WHAT IS EXPECTED » Reproduce the portion of the Python code below between "Ensure each item" and "lists = extract_lists(plan)", inclusive.

DOCUMENT TEXT »
= = = = =
Generate a very high level plan in the form of a list in markdown surrounded by code blocks.
If the task is simple, it is okay to generate a single point plan.
Ensure each item in the plan is independent of each other so they can be instructed to an LLM one at a time without needing additional context.
"""

    messages_format.append({"role": "user", "content": plan_prompt})

    # Step 1: Get the response from the local model
    response = send_request_to_api(messages_format, "chat_llama_cpp")
    plan = response["choices"][0]["message"]["content"]

    print(f"Got the plan: {plan[:30]}")

    lists = extract_lists(plan)
    if len(lists) == 1:
        lists = lists[0]

    step_solutions = []  # type: ignore
    for ls in lists:
        print(f"Asking for solution to {ls}")

        messages_format = []
        for user_msg, bot_msg in history:
            if user_msg:
                messages_format.append({"role": "user", "content": user_msg})
            if bot_msg:
                messages_format.append({"role": "system", "content": bot_msg})

        messages_format.append({"role": "user", "content": message})
        messages_format.append(
            {
                "role": "user",
                "content": ("Next lets do this only and nothing else:" + ls if type(ls) is str else "\n".join(ls)),
            }
        )

        response = send_request_to_api(messages_format, "chat_llama_cpp")
        _resp = response["choices"][0]["message"]["content"]
        step_solutions.append((_resp, ls))

    solutions = "\n\n# Next\n---\n\n".join([x[0] for x in step_solutions])

    return f"""
# Plan

---

{plan}

# Solutions

---

{solutions}

"""

chat_interface = gr.ChatInterface(
    fn=predict,
    title="Chat with chain-of-thought waifu",
    description="Type your message below and get responses from our AI.",
    theme=gr.themes.Monochrome(),
)


if __name__ == "__main__":
    chat_interface.launch()
= = = = =
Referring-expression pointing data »

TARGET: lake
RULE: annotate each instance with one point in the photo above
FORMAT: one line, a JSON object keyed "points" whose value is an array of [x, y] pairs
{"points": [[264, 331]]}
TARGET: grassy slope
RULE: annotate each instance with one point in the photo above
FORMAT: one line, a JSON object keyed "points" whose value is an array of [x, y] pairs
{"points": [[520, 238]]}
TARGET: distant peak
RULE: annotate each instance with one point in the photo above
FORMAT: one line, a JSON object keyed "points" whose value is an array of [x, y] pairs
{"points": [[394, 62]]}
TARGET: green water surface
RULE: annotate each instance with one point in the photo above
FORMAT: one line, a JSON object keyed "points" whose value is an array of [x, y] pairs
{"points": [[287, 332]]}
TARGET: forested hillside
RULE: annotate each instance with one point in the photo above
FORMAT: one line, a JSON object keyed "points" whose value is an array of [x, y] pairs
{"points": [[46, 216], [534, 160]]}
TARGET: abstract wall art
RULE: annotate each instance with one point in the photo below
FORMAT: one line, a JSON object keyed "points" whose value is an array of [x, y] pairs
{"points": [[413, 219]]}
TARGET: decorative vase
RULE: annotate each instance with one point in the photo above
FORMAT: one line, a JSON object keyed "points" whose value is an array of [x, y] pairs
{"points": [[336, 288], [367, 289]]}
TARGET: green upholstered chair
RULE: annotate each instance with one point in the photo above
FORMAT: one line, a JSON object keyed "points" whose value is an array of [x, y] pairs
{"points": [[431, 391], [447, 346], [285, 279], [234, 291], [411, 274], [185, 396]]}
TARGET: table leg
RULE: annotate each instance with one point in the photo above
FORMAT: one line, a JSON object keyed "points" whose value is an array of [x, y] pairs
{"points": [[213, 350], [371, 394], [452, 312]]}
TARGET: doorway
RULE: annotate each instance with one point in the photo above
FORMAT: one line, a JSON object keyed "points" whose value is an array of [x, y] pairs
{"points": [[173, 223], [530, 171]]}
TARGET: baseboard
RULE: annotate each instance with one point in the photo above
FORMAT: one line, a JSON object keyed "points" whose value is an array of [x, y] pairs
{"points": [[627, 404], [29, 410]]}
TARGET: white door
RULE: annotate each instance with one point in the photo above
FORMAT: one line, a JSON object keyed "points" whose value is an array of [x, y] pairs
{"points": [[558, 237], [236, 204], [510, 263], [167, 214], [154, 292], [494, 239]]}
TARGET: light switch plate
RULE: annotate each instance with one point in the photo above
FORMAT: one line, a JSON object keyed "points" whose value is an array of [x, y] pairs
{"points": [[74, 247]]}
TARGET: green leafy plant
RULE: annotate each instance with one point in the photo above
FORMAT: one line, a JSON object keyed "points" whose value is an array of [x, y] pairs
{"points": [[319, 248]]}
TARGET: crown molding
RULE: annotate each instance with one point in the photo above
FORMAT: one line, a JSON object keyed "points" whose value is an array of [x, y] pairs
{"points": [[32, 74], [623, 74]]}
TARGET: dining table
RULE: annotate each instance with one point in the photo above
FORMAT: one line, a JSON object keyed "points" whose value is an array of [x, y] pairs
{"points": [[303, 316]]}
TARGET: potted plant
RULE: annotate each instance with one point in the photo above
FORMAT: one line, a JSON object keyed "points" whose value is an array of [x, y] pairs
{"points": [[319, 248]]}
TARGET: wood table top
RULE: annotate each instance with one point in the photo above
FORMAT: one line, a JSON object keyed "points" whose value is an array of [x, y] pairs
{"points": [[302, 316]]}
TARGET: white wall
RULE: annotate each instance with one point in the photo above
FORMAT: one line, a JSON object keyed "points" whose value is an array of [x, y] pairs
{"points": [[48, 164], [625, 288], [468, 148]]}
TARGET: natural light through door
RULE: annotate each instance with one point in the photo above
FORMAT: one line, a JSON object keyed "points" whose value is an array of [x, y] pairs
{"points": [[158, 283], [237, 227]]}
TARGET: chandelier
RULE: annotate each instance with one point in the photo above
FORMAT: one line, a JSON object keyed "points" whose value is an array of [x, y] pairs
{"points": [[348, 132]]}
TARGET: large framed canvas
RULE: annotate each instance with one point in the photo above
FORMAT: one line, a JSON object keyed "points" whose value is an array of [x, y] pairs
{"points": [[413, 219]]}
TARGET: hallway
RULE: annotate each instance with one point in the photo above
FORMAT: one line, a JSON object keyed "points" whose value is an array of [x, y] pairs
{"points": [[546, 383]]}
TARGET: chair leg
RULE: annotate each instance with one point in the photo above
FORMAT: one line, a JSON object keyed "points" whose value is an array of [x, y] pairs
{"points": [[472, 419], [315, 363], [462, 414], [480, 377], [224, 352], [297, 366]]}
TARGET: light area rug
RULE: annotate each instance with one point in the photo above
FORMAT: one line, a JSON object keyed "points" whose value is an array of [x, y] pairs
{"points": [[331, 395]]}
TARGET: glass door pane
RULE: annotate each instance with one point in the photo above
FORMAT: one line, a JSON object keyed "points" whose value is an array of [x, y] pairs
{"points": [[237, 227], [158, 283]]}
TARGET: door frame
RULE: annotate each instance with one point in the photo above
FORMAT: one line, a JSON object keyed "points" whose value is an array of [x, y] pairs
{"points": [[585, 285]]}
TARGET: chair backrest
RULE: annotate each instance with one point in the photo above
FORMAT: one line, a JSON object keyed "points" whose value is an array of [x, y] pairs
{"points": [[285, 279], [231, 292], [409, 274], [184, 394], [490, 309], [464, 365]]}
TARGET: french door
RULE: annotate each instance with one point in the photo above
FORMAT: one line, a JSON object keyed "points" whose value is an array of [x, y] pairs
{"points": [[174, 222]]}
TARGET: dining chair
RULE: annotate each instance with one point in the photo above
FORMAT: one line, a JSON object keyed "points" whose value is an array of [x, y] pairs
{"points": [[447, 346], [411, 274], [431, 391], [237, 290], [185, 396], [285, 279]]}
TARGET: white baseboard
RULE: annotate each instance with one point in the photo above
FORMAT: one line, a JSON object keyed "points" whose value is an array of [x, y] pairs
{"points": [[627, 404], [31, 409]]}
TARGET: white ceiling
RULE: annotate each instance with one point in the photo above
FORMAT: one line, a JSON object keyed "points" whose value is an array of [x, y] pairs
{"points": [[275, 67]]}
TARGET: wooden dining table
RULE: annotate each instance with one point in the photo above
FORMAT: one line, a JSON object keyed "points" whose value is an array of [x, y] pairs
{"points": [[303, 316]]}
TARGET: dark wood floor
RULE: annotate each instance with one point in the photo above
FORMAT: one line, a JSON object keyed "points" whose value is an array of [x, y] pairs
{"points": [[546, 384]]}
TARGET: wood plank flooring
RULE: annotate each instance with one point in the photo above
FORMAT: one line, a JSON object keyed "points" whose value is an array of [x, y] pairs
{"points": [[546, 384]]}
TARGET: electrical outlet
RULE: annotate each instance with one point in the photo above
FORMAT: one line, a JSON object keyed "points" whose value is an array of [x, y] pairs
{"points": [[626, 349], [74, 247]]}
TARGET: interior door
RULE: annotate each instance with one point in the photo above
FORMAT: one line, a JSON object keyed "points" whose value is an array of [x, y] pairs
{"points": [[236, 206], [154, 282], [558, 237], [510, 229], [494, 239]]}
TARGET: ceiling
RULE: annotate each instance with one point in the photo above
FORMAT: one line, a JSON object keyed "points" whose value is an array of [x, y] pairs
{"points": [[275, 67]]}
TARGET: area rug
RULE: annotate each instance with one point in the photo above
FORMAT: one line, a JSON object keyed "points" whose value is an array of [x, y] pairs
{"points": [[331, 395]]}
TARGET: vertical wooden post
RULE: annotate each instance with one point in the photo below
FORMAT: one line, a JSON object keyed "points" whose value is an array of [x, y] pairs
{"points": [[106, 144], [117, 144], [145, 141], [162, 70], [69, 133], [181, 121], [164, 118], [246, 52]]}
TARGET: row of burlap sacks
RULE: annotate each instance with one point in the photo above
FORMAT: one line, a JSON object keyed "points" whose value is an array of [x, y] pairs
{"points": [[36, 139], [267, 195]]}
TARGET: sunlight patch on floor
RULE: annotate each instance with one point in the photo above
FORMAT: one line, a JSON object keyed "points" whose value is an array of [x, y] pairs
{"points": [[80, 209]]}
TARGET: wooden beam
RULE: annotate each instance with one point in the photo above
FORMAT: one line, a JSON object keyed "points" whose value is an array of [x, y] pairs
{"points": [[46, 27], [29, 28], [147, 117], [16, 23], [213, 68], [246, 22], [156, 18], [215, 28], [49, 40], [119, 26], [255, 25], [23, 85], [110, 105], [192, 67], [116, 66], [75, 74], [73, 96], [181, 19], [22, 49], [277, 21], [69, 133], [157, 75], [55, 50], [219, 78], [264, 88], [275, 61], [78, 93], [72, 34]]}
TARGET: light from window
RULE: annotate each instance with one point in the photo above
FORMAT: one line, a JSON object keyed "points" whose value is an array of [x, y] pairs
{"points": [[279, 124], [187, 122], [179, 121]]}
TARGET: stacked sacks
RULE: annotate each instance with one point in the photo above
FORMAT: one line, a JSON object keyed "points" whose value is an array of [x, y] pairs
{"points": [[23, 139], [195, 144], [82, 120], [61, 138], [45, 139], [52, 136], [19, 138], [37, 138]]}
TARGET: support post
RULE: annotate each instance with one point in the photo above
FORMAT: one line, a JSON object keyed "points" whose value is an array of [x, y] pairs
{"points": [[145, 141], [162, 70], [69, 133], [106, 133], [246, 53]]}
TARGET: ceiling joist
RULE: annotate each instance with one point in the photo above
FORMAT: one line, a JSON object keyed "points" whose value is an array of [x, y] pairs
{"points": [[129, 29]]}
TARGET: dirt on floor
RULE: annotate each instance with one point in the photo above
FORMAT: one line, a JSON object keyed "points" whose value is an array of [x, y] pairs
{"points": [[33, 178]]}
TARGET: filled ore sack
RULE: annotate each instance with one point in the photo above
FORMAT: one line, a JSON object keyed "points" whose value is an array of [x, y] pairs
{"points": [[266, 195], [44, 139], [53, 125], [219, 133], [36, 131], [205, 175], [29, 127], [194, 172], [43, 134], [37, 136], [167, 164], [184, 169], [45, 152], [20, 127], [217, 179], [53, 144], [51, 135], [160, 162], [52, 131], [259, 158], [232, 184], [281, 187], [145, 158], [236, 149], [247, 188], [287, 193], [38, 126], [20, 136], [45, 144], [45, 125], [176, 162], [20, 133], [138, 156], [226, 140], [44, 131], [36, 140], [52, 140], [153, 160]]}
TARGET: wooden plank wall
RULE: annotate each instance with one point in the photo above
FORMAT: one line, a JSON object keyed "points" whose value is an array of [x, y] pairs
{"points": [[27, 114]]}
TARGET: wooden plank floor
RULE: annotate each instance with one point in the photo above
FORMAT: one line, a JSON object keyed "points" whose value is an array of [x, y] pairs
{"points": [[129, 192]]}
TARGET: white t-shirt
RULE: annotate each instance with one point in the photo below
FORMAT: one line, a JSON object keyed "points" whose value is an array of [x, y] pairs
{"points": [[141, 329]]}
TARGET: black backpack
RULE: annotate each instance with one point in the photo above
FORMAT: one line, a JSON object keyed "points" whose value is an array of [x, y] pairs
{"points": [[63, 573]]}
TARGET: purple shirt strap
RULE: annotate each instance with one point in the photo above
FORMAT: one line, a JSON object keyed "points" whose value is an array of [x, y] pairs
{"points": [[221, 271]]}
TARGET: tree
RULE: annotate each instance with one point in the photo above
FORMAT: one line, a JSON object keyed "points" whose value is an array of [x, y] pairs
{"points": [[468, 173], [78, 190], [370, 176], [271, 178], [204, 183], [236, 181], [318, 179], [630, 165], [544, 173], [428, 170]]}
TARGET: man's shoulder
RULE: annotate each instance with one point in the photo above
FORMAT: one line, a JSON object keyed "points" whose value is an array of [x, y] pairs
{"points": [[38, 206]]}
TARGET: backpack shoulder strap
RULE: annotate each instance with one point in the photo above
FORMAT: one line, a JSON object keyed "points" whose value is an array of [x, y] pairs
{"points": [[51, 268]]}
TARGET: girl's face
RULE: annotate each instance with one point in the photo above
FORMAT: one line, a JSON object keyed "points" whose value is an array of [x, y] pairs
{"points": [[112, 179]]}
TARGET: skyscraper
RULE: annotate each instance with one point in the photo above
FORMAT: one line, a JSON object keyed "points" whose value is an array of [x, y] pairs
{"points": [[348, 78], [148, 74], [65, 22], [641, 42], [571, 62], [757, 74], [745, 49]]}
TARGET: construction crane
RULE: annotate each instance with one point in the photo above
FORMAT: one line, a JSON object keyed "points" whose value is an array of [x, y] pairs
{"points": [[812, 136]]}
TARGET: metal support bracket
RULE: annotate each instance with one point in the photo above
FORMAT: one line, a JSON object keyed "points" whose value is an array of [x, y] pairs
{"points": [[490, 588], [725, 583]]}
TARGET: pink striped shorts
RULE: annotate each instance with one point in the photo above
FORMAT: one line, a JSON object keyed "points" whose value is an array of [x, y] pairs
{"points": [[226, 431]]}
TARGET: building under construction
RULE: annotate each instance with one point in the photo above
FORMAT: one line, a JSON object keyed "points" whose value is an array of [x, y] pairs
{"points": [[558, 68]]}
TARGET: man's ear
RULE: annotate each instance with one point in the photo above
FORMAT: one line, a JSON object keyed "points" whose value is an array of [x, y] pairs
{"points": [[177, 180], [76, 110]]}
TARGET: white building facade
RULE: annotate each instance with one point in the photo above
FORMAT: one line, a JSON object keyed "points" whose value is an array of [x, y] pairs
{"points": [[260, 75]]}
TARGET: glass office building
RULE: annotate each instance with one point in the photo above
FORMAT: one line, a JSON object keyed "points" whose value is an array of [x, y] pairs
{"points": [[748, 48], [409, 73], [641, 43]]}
= = = = =
EXPECTED ANSWER »
Ensure each item in the plan is independent of each other so they can be instructed to an LLM one at a time without needing additional context.
"""

    messages_format.append({"role": "user", "content": plan_prompt})

    # Step 1: Get the response from the local model
    response = send_request_to_api(messages_format, "chat_llama_cpp")
    plan = response["choices"][0]["message"]["content"]

    print(f"Got the plan: {plan[:30]}")

    lists = extract_lists(plan)